Une image en dit souvent beaucoup plus et beaucoup mieux qu’un long discours. Certaines conversations particulièrement imagées deviennent alors des messages qui ne peuvent nous laisser indifférents. Je me rappelle quelques paroles échangées avec Maurice, un jeune médecin camerounais, fils d’un guérisseur traditionnel, qui était venu en Europe pour se former à la chirurgie urologique (la spécialité que j’ai longtemps pratiquée). Nous étions en train d’opérer un patient dont la vessie était envahie par une grosse tumeur cancéreuse. Nous avions déjà procédé à l’ablation de l’organe malade et nous nous apprêtions à reconstruire un réservoir urinaire à l’aide d’un morceau d’intestin. Vaste et long chantier durant lequel nous avions tout le loisir de bavarder.
« Quelle curieuse maladie que le cancer, me dit Maurice.
— Pourquoi dis-tu cela ? je lui demande.
— Parce que c’est une maladie extrêmement vivante. Tout à coup, des cellules se mettent à proliférer de façon exagérée et incontrôlée. Jusqu’à envahir l’endroit où elles sont nées. Animées par une vitalité débordante, elles finissent par se répandre en dehors de cet endroit. Elles s’implantent ailleurs, dans d’autres organes où elles continuent de proliférer. La logique des cellules cancéreuses est celle de la croissance et de l’expansion à tout prix. Quitte à tuer l’organisme dont elles sont issues.
— Tu as raison, c’est une logique absurde. Le cancer est une maladie très vivante, assurément trop vivante.
— Pour en guérir, il faut sans doute être plus vivant que lui. Encore faut-il comprendre ce que signifie “être vivant”. »
La remarque de Maurice me rappelle que le cancer ne survient pas par hasard. Nous savons aujourd’hui qu’il s’agit d’une « maladie de civilisation », un mal qui plonge ses racines dans nos stress, nos pollutions et toutes sortes de comportements potentiellement dangereux pour la santé. Une maladie trop vivante qui révèle notre incapacité de bien vivre. Car bien vivre ne demande pas de la croissance à tout prix. Cela ne réclame pas non plus une décroissance. Mais plutôt un équilibre et de l’harmonie. Ni trop, ni trop peu.
« En fait, nous (les êtres humains) nous comportons un peu comme des cellules cancéreuses, me dit Maurice avec un regard malicieux. Nous sommes aussi extrêmement vivants. Nous cherchons aussi à proliférer et à envahir l’endroit où nous sommes nés. Quitte à abîmer la Terre, dont nous sommes issus. Ne serions-nous pas le cancer de la Terre ? »
À ce moment de notre conversation, une petite artère s’est mise à saigner. Je n’ai donc pas pu répondre à la question de Maurice. Mais, en y repensant, je ne peux m’empêcher de visualiser cette image d’un être humain qui se comporte comme une cellule cancéreuse. Et je me dis que mon jeune assistant n’était pas dépourvu de sagesse en utilisant cette comparaison. Il n’était probablement pas le fils d’un guérisseur traditionnel africain pour rien.

ENREGISTREMENTS DU CORPUS:
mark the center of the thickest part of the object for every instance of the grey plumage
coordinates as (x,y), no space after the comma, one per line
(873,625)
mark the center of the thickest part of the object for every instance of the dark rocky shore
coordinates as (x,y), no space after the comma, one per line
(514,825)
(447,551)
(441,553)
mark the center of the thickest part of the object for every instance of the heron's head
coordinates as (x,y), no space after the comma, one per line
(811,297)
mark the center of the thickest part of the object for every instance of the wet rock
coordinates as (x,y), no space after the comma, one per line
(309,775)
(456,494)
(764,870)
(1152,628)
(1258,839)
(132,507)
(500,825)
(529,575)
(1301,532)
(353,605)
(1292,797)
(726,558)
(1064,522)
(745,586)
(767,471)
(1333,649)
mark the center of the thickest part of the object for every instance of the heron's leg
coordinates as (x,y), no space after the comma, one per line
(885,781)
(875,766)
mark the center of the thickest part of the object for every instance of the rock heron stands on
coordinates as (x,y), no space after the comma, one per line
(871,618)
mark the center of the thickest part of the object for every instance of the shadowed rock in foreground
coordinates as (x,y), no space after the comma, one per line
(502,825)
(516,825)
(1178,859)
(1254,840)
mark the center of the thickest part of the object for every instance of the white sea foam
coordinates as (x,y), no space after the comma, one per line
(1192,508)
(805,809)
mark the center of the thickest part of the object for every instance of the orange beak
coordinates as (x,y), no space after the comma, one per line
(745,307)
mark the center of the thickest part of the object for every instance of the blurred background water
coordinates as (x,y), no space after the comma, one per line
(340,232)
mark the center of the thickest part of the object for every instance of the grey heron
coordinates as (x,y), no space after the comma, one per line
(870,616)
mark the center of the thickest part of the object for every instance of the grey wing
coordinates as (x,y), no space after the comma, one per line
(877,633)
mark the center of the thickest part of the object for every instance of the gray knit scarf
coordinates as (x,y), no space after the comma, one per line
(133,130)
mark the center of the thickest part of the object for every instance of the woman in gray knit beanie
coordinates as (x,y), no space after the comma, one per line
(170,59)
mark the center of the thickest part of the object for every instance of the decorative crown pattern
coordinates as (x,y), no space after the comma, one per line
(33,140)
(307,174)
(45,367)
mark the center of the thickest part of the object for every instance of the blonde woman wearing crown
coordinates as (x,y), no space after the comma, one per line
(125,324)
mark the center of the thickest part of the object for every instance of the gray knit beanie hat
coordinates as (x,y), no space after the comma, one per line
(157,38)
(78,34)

CONSIGNE: Recopiez sans la moindre modification tout ce qui va, dans le texte sur le cancer, de « Une image en » jusqu'à « je lui demande. ».

RÉPONSE CI-DESSOUS:
Une image en dit souvent beaucoup plus et beaucoup mieux qu’un long discours. Certaines conversations particulièrement imagées deviennent alors des messages qui ne peuvent nous laisser indifférents. Je me rappelle quelques paroles échangées avec Maurice, un jeune médecin camerounais, fils d’un guérisseur traditionnel, qui était venu en Europe pour se former à la chirurgie urologique (la spécialité que j’ai longtemps pratiquée). Nous étions en train d’opérer un patient dont la vessie était envahie par une grosse tumeur cancéreuse. Nous avions déjà procédé à l’ablation de l’organe malade et nous nous apprêtions à reconstruire un réservoir urinaire à l’aide d’un morceau d’intestin. Vaste et long chantier durant lequel nous avions tout le loisir de bavarder.
« Quelle curieuse maladie que le cancer, me dit Maurice.
— Pourquoi dis-tu cela ? je lui demande.